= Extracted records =
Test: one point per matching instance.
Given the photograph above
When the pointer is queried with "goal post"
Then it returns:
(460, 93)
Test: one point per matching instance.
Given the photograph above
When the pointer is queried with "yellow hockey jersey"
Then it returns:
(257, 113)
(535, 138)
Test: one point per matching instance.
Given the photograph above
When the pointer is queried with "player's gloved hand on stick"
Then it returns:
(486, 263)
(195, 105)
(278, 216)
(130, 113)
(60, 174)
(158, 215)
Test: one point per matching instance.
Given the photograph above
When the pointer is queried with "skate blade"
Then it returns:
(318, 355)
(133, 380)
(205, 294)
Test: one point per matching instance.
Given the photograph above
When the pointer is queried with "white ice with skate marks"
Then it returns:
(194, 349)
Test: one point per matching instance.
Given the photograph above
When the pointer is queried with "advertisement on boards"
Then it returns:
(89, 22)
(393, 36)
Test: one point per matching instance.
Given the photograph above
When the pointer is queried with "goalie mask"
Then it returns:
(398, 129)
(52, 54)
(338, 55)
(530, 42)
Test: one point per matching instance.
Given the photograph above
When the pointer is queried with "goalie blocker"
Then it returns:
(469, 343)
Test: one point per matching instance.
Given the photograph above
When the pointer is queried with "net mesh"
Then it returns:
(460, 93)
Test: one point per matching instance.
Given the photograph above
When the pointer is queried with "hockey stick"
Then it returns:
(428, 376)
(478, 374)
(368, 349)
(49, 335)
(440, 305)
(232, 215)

= Task directions =
Out of the entries, pull every line that mentions "pointer".

= Answer to the problem =
When the pointer is queried with "goal post"
When the pointer is queried with "yellow hockey jersey"
When the pointer is queried with "player's gloved hand on stick"
When the pointer is queried with "skate blade"
When the pointer is queried with "white ice with skate marks"
When the pointer is queried with "advertisement on boards"
When the pointer is queried with "goalie mask"
When the pointer is queried with "goalie blocker"
When the pointer is queried with "net mesh"
When the pointer is queried with "hockey stick"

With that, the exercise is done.